* Start *

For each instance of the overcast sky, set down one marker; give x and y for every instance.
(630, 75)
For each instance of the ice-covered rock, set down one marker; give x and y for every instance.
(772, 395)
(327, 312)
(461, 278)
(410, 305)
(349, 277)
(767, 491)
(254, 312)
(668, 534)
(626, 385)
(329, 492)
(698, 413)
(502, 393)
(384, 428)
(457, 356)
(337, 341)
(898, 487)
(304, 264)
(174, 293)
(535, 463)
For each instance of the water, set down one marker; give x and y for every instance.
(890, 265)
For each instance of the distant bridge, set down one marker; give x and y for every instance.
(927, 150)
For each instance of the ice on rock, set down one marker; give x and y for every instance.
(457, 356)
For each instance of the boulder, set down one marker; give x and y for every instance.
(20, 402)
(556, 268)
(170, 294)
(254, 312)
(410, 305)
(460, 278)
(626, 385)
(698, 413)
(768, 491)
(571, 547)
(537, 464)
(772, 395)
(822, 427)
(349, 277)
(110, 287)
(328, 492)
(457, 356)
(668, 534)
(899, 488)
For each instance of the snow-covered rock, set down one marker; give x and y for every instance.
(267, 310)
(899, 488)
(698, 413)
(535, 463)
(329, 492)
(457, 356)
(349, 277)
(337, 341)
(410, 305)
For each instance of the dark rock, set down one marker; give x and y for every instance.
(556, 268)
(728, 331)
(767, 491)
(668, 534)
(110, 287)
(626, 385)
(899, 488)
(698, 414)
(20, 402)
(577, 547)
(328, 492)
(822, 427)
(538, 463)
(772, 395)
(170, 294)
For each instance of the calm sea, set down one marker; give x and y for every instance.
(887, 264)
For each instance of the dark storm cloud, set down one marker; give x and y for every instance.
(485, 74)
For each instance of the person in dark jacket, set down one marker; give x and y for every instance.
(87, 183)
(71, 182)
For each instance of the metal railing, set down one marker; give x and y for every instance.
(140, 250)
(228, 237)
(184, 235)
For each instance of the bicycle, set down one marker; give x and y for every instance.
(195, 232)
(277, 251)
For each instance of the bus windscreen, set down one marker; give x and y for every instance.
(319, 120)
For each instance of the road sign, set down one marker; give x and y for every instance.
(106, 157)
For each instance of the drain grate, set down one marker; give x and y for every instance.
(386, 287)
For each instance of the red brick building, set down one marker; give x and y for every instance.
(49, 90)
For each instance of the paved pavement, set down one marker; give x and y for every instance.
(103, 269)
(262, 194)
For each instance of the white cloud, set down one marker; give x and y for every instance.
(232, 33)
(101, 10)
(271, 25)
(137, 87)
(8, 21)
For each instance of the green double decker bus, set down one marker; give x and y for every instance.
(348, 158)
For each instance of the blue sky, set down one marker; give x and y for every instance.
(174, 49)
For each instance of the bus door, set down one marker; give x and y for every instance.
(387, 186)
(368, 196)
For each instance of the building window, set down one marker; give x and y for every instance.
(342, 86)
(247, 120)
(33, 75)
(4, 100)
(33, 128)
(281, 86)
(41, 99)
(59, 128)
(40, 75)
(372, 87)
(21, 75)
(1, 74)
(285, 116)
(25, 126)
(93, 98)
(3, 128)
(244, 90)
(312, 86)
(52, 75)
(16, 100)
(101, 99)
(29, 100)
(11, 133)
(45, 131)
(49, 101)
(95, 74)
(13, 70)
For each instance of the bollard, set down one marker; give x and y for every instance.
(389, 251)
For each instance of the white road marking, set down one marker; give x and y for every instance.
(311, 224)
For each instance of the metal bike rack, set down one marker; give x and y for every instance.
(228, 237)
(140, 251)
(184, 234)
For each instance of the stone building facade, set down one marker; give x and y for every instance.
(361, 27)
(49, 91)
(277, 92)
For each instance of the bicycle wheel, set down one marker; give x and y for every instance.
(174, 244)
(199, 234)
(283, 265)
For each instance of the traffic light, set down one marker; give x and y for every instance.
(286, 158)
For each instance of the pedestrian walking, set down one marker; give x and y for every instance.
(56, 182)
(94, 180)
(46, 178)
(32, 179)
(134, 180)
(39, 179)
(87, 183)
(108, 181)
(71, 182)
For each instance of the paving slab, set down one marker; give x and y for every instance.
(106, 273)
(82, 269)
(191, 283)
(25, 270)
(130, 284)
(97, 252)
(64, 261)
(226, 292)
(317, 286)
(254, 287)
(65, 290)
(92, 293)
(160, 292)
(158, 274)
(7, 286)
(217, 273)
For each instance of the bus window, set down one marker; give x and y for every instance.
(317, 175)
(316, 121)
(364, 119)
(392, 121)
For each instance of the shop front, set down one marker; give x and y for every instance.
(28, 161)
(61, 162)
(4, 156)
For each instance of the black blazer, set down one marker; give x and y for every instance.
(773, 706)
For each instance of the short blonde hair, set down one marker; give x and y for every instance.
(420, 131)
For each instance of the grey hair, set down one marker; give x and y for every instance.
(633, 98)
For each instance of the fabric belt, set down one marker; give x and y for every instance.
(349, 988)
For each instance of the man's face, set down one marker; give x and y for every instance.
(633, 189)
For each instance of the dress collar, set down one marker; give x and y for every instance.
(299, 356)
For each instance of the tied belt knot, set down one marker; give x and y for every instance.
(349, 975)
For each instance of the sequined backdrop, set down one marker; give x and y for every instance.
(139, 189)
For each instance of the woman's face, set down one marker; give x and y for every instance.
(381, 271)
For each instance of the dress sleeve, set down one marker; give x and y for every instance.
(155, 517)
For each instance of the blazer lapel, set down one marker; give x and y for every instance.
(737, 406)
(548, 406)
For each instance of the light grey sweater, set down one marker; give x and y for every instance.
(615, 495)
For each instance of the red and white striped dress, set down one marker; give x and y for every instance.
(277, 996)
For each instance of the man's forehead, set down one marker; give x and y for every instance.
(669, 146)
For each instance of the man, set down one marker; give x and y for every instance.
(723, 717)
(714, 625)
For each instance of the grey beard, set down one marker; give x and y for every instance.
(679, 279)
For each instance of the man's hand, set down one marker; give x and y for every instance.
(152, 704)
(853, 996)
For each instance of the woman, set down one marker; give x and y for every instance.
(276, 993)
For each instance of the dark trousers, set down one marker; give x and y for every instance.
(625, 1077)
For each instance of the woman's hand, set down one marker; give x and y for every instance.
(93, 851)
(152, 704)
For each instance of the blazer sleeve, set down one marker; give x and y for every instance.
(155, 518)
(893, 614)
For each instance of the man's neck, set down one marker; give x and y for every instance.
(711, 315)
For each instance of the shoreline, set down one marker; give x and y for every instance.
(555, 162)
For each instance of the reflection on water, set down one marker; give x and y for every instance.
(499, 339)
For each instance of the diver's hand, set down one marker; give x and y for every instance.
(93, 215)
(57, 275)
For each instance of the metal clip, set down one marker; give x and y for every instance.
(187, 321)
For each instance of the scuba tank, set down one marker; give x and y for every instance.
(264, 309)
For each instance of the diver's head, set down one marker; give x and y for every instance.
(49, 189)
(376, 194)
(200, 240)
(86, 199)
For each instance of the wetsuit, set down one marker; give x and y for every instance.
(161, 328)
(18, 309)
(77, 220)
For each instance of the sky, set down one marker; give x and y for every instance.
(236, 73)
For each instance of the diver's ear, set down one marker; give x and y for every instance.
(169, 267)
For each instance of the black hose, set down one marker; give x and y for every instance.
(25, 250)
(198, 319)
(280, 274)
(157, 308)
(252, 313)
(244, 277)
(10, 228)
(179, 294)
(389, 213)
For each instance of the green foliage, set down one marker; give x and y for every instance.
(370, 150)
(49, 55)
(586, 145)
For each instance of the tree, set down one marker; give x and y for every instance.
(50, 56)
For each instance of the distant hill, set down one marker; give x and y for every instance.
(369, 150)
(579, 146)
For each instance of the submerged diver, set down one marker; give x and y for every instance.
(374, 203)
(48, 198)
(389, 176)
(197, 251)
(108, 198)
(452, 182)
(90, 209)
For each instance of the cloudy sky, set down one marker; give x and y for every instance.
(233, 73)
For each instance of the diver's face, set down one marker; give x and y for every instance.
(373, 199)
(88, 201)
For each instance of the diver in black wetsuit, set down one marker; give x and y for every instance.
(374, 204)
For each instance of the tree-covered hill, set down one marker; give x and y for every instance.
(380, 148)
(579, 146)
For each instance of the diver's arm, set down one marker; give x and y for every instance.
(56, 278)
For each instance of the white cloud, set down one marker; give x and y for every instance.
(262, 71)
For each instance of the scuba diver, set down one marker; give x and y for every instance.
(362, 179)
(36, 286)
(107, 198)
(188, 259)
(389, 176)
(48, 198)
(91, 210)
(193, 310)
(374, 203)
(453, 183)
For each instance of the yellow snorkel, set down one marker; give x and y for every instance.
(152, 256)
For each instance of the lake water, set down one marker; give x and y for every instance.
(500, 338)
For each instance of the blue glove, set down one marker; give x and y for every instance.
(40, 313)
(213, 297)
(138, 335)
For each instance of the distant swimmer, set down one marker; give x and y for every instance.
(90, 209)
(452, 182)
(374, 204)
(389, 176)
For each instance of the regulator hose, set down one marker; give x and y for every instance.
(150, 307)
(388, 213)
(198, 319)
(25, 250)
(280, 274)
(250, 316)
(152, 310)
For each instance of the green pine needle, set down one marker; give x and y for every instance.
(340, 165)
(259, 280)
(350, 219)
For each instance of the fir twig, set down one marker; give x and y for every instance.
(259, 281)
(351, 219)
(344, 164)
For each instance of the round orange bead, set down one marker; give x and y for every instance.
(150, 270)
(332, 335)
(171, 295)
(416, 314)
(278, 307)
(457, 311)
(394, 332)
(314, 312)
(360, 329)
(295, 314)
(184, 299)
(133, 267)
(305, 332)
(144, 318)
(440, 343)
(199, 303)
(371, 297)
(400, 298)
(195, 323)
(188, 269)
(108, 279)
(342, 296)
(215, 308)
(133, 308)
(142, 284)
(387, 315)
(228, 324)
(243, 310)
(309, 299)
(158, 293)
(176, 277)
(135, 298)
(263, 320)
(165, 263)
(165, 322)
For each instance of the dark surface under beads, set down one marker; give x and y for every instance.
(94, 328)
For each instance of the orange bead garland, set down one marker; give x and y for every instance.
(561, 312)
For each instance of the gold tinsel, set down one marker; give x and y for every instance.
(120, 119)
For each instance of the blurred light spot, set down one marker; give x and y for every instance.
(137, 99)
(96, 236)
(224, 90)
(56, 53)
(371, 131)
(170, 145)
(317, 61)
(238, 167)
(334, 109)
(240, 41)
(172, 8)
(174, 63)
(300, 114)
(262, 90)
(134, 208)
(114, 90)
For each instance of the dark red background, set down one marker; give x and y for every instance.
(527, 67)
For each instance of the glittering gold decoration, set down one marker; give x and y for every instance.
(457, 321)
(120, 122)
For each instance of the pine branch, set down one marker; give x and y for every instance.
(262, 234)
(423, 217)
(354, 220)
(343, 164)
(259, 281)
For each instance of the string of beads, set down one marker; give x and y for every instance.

* End *

# Written problem:
Rewrite the listing lines starting at the line containing "For each instance of the gold" and ending at the final line of the listing, with "set down" replaced by "place" throughout and everything else left unchanged.

# Written response:
For each instance of the gold tinsel, place one marker; give x and y for every instance.
(120, 119)
For each instance of the blurred light spot, place one marker; give x and y for every instance.
(137, 99)
(96, 236)
(224, 90)
(56, 53)
(371, 131)
(170, 145)
(317, 61)
(238, 167)
(334, 109)
(240, 41)
(172, 8)
(174, 63)
(300, 114)
(262, 90)
(134, 208)
(114, 90)
For each instance of the dark red background, place one marker; give x and y for every instance.
(527, 67)
For each instance of the glittering gold decoration, place one marker; give x and y for every instance.
(457, 321)
(120, 122)
For each instance of the pine branch, place one marker; give x and y for every instance.
(262, 234)
(423, 217)
(354, 220)
(343, 164)
(259, 281)
For each instance of the string of beads, place one marker; give x and y for every instance.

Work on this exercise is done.